--- Begin Listed entries ---

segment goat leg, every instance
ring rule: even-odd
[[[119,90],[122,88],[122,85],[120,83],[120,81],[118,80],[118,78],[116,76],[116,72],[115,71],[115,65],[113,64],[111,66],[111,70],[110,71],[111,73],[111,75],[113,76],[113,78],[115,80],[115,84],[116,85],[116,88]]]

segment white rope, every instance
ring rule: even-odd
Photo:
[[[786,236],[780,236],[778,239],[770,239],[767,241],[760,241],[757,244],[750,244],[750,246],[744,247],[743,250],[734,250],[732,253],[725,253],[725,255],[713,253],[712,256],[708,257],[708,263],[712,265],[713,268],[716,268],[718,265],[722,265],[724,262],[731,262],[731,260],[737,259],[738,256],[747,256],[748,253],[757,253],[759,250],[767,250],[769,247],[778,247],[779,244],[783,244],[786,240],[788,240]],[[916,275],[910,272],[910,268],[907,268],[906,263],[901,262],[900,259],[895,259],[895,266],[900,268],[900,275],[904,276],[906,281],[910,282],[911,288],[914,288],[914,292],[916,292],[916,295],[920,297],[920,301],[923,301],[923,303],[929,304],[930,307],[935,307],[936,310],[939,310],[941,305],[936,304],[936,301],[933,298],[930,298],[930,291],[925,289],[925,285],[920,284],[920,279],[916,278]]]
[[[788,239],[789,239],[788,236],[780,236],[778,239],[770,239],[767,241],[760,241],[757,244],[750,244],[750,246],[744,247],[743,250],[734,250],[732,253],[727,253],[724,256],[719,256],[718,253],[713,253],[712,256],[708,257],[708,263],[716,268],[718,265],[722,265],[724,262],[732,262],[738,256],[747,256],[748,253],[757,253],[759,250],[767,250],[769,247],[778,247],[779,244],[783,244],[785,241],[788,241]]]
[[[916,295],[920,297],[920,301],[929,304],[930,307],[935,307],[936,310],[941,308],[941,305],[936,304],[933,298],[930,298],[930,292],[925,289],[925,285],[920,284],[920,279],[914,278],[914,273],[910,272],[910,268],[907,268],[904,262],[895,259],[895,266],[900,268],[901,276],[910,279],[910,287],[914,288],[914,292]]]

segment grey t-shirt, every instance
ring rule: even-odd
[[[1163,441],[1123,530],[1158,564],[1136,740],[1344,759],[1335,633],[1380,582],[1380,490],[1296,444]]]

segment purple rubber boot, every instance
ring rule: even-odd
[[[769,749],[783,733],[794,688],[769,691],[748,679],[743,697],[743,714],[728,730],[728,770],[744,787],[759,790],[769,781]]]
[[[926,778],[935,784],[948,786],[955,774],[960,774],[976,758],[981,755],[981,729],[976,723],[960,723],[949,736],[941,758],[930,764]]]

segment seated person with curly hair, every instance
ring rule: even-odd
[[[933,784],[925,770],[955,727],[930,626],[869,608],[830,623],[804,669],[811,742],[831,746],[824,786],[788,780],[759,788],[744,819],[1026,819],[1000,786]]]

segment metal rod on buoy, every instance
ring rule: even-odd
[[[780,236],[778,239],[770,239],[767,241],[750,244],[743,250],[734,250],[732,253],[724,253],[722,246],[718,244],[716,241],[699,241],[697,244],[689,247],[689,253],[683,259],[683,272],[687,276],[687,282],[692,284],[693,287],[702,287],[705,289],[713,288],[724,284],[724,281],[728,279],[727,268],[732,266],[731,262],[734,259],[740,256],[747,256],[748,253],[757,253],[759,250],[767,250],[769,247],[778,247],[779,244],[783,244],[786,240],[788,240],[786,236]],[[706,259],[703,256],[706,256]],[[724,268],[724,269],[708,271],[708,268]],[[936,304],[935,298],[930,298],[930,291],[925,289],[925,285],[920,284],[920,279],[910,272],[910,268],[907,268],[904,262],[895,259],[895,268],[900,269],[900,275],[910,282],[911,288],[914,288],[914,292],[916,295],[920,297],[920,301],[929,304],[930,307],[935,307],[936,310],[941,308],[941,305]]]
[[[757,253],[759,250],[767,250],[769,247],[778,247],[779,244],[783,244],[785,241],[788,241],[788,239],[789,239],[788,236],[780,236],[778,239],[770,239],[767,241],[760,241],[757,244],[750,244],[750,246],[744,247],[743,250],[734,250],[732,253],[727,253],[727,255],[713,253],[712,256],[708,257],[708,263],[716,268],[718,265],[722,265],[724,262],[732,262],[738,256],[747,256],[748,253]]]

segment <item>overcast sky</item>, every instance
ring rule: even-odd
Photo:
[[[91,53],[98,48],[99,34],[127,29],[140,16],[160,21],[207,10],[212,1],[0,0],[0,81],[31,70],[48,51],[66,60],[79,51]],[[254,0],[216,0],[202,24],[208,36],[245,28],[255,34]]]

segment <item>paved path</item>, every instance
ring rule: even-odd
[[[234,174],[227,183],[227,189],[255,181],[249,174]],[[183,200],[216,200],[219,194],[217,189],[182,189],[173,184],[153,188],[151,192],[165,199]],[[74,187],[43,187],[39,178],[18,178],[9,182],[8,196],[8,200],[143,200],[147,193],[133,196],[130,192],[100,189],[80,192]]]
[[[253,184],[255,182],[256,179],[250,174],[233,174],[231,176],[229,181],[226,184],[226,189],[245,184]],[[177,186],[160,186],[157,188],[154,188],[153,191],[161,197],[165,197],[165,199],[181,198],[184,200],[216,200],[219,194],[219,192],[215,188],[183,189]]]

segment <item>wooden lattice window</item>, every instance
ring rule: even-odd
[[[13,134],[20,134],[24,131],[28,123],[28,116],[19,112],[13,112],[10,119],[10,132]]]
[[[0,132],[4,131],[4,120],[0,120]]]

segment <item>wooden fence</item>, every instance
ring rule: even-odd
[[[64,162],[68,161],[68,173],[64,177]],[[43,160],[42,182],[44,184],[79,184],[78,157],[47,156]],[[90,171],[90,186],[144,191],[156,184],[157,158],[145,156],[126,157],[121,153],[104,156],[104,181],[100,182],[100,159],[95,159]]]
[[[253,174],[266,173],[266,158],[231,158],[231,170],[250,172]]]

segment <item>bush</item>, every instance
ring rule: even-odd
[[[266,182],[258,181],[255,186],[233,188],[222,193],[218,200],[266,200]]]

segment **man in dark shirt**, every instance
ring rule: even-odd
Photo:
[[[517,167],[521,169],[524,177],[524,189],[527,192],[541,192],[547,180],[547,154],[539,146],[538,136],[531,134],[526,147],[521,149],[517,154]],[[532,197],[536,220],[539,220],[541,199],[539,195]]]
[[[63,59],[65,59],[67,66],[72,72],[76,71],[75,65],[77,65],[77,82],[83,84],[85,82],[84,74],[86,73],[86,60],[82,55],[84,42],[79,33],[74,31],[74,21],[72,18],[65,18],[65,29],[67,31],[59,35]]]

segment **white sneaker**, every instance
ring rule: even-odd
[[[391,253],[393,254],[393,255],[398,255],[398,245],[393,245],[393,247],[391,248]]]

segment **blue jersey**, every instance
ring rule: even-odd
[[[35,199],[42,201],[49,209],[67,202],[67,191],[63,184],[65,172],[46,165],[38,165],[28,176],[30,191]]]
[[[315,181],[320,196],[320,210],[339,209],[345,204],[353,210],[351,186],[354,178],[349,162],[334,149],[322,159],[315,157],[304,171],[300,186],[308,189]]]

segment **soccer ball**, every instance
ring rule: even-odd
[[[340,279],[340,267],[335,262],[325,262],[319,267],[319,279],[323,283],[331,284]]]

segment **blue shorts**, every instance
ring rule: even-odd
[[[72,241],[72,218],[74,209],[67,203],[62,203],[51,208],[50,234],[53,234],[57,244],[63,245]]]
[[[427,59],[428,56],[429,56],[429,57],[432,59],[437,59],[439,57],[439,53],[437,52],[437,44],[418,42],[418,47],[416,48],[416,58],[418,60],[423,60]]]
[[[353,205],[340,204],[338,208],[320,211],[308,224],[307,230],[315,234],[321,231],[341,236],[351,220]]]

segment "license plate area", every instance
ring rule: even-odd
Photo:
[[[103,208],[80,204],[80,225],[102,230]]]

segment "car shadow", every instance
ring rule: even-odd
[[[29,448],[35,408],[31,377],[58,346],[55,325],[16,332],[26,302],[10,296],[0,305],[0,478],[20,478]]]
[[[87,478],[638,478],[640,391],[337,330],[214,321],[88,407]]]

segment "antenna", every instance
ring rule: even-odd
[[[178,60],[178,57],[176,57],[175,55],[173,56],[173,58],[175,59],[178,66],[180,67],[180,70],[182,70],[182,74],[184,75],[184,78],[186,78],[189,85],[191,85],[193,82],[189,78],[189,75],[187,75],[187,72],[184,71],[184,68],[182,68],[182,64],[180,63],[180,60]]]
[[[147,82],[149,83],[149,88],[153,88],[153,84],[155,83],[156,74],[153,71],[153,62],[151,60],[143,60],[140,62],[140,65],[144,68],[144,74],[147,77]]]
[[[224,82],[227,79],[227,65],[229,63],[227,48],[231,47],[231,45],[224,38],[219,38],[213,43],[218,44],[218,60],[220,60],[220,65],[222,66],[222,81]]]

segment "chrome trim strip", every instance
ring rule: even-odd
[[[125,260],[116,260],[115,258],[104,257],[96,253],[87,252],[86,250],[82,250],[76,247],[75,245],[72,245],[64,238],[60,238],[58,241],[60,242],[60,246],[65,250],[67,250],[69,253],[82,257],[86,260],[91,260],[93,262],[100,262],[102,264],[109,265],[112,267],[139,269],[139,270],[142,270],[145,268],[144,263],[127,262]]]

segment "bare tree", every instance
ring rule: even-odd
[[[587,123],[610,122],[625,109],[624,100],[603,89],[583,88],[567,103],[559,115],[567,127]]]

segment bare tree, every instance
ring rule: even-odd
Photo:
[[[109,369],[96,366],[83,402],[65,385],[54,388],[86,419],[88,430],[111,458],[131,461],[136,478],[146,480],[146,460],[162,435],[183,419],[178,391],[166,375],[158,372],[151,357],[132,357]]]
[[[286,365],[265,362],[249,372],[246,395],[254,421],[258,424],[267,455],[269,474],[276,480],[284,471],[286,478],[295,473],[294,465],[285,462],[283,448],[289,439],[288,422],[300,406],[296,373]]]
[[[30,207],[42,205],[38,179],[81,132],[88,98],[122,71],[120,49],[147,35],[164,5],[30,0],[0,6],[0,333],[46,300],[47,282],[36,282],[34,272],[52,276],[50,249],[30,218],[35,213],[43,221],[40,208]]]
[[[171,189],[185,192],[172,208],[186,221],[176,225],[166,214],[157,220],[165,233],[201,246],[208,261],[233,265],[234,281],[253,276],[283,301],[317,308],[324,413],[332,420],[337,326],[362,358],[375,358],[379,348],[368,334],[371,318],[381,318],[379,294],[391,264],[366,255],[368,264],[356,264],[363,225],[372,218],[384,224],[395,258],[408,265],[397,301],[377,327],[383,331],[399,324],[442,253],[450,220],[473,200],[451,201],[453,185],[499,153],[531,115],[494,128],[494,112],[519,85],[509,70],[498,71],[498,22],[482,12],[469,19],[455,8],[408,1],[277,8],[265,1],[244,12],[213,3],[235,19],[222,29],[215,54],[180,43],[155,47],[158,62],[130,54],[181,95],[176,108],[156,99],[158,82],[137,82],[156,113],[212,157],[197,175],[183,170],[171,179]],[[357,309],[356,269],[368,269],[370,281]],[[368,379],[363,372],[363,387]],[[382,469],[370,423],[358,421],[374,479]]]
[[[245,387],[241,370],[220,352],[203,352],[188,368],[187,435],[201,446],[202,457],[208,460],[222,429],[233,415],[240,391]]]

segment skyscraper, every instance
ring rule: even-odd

--- End Listed entries ---

Find every line in the items above that contains the word "blue" and copy each one out. Case counts.

segment **blue jersey**, every instance
segment **blue shorts**, every instance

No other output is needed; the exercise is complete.